▶ [Your instructions]
Set down, please, exactly the lines below that run from the line with "truck side panel" to the line with "debris on ground", both lines included.

*** Opening Material for the task ***

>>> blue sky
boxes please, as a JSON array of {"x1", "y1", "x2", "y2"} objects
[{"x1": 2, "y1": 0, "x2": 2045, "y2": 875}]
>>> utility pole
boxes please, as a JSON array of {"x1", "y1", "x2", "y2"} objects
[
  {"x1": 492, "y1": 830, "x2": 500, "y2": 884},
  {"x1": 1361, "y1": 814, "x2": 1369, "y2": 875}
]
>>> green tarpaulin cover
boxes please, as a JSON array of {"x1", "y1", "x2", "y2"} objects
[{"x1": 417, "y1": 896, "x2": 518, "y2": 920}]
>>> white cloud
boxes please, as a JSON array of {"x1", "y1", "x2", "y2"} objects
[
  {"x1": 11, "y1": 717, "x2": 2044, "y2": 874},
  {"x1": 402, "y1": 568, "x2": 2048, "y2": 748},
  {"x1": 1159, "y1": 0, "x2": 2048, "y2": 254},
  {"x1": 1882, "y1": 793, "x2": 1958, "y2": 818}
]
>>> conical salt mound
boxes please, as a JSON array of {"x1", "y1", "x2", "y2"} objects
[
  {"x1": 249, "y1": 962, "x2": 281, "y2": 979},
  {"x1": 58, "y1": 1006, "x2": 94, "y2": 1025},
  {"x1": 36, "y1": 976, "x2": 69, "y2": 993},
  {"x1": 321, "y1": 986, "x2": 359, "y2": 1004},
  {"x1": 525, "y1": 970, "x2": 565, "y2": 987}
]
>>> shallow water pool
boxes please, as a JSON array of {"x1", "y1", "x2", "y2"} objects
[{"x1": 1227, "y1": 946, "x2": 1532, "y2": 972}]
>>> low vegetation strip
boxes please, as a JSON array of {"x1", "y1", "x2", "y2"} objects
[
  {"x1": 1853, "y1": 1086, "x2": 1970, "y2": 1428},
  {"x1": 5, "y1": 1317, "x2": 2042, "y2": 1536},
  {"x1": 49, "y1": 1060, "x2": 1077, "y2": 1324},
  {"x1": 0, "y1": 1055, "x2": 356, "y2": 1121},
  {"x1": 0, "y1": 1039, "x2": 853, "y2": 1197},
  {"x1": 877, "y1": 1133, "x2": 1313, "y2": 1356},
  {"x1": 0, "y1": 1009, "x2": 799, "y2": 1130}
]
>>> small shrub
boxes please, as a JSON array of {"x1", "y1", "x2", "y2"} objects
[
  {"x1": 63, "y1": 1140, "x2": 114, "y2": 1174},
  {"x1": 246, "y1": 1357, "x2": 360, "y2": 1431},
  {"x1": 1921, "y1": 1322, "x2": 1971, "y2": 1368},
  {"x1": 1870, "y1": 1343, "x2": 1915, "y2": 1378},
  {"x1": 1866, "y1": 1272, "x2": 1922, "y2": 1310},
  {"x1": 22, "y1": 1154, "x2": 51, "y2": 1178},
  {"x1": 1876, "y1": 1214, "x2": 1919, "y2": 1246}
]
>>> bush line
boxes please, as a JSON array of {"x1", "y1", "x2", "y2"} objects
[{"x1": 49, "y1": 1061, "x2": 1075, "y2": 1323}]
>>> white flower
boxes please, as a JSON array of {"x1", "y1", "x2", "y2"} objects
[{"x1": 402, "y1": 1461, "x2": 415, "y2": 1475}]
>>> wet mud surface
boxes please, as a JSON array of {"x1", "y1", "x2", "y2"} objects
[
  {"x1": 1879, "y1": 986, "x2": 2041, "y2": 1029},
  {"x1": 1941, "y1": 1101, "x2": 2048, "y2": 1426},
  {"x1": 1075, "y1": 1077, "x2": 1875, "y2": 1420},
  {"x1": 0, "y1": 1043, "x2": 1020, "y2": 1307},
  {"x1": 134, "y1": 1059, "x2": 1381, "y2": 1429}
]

*** Closing Material for the task ***
*** Opening Material for the task ***

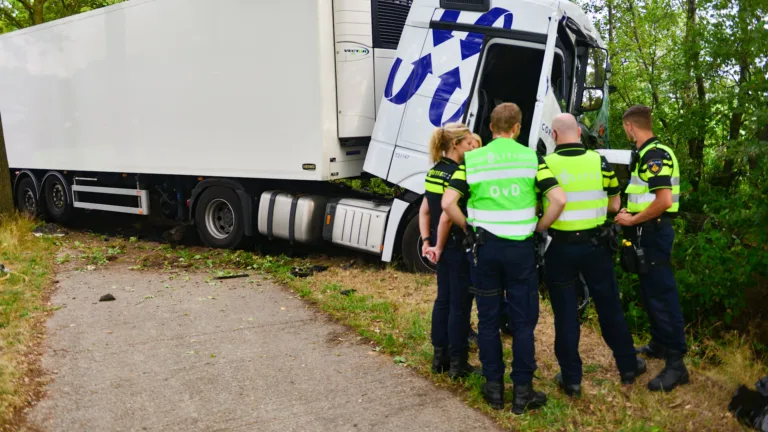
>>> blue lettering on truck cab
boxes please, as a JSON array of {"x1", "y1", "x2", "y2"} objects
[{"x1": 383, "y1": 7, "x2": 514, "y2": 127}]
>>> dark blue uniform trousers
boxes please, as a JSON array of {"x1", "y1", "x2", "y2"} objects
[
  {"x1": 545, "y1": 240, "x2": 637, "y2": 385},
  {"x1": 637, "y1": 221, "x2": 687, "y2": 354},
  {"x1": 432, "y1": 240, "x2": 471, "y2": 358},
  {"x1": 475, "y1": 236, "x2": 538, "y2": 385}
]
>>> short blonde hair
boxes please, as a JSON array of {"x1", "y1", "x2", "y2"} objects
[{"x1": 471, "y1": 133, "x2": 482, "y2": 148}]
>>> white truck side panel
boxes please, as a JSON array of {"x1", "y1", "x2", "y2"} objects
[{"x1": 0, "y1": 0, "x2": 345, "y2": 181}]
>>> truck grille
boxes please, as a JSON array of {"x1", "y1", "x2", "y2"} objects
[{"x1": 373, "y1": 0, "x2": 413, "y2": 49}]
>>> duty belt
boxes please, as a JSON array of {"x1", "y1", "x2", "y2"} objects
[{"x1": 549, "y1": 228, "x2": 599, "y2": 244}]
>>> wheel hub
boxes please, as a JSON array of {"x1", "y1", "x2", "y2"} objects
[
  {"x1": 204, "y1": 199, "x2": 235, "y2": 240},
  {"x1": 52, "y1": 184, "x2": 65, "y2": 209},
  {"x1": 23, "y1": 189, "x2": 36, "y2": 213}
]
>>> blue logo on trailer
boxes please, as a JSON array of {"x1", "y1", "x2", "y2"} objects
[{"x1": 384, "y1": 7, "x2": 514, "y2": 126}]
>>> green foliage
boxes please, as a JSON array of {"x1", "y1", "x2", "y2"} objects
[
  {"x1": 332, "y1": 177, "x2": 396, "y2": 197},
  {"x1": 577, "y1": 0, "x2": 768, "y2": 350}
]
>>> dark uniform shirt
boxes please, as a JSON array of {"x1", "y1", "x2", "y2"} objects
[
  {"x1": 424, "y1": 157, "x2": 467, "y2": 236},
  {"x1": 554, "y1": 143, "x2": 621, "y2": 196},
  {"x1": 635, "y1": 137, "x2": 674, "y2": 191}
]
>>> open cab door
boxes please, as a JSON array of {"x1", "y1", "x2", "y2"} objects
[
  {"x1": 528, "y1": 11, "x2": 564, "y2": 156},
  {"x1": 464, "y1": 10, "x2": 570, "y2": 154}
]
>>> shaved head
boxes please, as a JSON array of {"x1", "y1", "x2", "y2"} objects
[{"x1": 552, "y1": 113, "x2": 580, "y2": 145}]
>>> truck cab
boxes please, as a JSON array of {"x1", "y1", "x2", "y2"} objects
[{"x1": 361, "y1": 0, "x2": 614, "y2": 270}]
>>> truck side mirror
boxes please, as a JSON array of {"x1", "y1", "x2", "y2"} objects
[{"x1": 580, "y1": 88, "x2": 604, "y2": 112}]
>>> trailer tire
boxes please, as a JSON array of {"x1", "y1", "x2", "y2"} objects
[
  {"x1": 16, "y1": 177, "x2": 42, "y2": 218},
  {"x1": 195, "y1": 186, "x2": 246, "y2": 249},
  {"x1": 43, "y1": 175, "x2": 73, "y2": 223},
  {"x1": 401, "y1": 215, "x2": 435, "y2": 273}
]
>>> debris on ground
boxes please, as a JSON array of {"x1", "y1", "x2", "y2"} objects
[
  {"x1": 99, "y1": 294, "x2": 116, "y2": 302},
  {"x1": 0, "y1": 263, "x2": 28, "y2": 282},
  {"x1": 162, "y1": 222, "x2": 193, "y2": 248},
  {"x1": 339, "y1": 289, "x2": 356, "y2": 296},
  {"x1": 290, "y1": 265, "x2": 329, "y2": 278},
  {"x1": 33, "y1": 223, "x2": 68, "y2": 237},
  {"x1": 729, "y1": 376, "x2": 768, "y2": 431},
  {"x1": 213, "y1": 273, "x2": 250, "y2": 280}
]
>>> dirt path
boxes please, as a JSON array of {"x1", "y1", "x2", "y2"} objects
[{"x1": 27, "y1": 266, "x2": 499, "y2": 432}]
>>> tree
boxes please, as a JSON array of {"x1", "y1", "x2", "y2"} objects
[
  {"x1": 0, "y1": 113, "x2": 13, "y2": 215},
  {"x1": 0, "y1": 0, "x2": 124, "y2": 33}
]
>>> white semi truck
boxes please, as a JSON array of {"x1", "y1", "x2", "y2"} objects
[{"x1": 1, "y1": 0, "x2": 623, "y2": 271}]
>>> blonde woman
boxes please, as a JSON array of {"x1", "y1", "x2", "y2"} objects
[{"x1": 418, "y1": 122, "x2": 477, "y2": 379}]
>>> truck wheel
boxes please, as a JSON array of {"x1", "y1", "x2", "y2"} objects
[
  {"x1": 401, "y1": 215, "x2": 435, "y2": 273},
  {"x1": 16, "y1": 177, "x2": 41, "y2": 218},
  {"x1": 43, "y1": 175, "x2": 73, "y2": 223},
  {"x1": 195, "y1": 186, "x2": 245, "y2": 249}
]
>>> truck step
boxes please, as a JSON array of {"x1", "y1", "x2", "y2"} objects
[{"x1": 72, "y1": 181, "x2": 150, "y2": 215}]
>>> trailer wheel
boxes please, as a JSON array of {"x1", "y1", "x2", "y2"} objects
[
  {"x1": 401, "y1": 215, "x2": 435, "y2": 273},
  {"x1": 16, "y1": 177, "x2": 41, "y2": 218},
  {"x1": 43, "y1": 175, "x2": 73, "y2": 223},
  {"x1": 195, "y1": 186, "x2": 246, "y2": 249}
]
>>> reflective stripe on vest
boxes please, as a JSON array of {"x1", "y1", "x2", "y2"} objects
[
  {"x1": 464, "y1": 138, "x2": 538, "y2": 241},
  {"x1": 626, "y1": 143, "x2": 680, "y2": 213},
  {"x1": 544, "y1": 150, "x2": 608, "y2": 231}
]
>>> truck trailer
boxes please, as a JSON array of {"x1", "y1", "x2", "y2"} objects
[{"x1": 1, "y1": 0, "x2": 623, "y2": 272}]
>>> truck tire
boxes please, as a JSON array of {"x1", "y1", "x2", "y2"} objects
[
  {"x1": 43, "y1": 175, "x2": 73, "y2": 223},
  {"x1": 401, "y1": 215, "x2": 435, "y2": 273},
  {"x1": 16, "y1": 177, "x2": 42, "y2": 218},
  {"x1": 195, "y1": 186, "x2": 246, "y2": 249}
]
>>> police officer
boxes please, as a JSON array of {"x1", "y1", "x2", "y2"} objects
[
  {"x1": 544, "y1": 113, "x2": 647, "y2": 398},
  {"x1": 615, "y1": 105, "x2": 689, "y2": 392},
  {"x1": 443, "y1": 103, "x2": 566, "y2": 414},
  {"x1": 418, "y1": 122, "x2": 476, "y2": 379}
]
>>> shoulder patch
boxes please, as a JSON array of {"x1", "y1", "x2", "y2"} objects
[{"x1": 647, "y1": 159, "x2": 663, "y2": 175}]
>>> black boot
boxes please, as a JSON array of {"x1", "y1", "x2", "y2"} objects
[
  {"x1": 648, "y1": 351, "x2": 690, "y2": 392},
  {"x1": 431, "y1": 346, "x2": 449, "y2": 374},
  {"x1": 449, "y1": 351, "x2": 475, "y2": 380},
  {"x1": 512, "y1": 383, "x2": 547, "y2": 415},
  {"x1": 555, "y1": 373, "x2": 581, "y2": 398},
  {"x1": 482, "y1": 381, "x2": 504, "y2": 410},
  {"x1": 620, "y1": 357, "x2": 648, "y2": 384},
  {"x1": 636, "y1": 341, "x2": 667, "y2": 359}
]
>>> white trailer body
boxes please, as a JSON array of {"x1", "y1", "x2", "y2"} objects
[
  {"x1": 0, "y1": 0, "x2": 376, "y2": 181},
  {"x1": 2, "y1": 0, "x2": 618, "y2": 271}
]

*** Closing Material for the task ***

▶ [Output for this task]
>>> white truck side panel
boxes please, as a JSON array of {"x1", "y1", "x2", "y2"} objects
[{"x1": 0, "y1": 0, "x2": 345, "y2": 181}]
>>> truck grille
boxes please, as a JSON array of {"x1", "y1", "x2", "y2"} objects
[{"x1": 373, "y1": 0, "x2": 413, "y2": 49}]
>>> duty belt
boxes please, as a JSON array of {"x1", "y1", "x2", "y2"} objects
[{"x1": 549, "y1": 228, "x2": 599, "y2": 244}]
>>> wheel hub
boxes please, as a JSON array of {"x1", "y1", "x2", "y2"} objects
[
  {"x1": 204, "y1": 199, "x2": 235, "y2": 240},
  {"x1": 52, "y1": 184, "x2": 65, "y2": 209},
  {"x1": 23, "y1": 189, "x2": 36, "y2": 213}
]
>>> blue logo on trailer
boxes please, as a JSON array of {"x1", "y1", "x2", "y2"} objects
[{"x1": 384, "y1": 7, "x2": 514, "y2": 126}]
>>> green foliage
boxes please, as a JSON array of {"x1", "y1", "x2", "y2"} objects
[
  {"x1": 332, "y1": 177, "x2": 396, "y2": 197},
  {"x1": 577, "y1": 0, "x2": 768, "y2": 350}
]
>>> dark uniform shirt
boxes please, as a JSON array of {"x1", "y1", "x2", "y2"} objects
[
  {"x1": 424, "y1": 157, "x2": 467, "y2": 236},
  {"x1": 554, "y1": 143, "x2": 621, "y2": 196},
  {"x1": 635, "y1": 137, "x2": 674, "y2": 191}
]
>>> open cab door
boxes please, as a JSON array of {"x1", "y1", "x2", "y2"} objects
[
  {"x1": 528, "y1": 11, "x2": 564, "y2": 156},
  {"x1": 464, "y1": 10, "x2": 570, "y2": 154}
]
>>> shaved head
boxes please, as a JSON array of {"x1", "y1", "x2", "y2"} objects
[{"x1": 552, "y1": 113, "x2": 580, "y2": 145}]
>>> truck cab
boxes please, as a JSON array of {"x1", "y1", "x2", "y2"} objects
[{"x1": 361, "y1": 0, "x2": 614, "y2": 270}]
>>> truck side mirror
boxes please, as a JSON array of {"x1", "y1", "x2", "y2"} objects
[{"x1": 580, "y1": 88, "x2": 604, "y2": 112}]
>>> trailer tire
boxes please, as a JSON array of {"x1", "y1", "x2", "y2"} objects
[
  {"x1": 16, "y1": 177, "x2": 42, "y2": 218},
  {"x1": 195, "y1": 186, "x2": 246, "y2": 249},
  {"x1": 43, "y1": 175, "x2": 73, "y2": 223},
  {"x1": 401, "y1": 215, "x2": 435, "y2": 273}
]
>>> debris on ground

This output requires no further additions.